→ INPUT:

⟨

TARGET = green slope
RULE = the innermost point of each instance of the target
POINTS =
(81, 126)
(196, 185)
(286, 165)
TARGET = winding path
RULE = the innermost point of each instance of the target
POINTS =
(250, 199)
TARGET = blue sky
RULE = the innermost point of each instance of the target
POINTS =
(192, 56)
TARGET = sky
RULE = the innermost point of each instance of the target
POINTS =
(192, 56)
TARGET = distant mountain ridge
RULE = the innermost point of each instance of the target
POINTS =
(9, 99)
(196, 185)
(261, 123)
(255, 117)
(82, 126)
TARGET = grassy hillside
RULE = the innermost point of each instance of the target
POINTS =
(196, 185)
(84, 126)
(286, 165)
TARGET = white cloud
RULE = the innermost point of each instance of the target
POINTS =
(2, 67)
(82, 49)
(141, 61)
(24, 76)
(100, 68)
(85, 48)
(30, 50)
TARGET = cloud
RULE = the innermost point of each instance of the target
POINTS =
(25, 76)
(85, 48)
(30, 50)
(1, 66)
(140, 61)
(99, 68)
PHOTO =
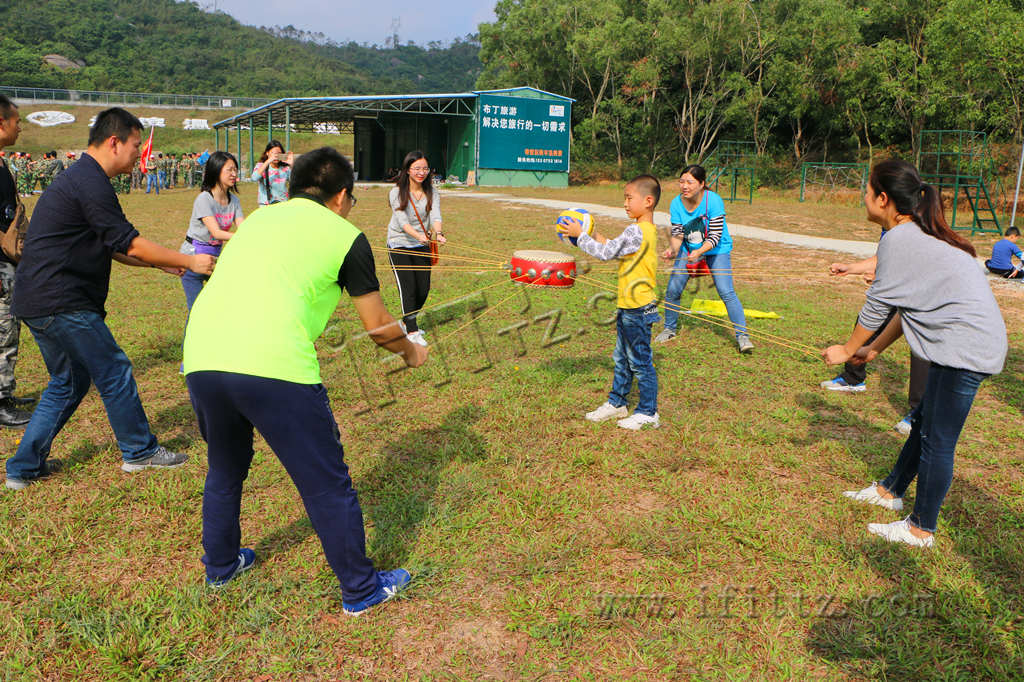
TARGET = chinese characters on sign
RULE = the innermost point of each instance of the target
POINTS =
(519, 133)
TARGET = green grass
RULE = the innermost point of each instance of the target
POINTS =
(519, 518)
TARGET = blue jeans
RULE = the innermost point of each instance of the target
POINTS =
(77, 348)
(721, 267)
(193, 284)
(633, 358)
(297, 423)
(928, 453)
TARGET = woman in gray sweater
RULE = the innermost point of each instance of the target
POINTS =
(927, 272)
(416, 219)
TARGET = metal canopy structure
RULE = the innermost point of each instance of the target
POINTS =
(305, 113)
(446, 126)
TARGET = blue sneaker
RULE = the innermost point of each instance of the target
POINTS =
(389, 584)
(840, 384)
(247, 558)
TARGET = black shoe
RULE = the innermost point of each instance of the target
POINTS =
(49, 467)
(11, 415)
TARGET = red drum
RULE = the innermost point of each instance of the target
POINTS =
(698, 269)
(543, 268)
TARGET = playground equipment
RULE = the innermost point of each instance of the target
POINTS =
(732, 160)
(958, 162)
(827, 179)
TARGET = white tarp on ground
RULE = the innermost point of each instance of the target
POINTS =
(47, 119)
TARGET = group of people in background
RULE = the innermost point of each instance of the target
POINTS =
(273, 295)
(36, 174)
(169, 172)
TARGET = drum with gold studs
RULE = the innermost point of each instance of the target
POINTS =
(543, 268)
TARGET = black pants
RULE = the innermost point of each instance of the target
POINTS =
(297, 423)
(414, 284)
(855, 374)
(1011, 273)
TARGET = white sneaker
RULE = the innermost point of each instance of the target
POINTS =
(665, 336)
(606, 412)
(839, 384)
(903, 426)
(871, 497)
(636, 421)
(899, 531)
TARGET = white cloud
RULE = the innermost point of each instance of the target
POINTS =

⟩

→ WHAT YOU HAVE TO DO: Retype the lines of the material from the line with "TARGET = white sneaker" through the last line of the material, keeping every character the same.

→ RESULT:
TARGET = white sneaker
RULE = the innermost point of each instance of the target
POINTS =
(665, 336)
(606, 412)
(839, 384)
(903, 426)
(871, 497)
(636, 421)
(899, 531)
TARGET = white cloud
RULE = the innermost point of each instance of the target
POINTS =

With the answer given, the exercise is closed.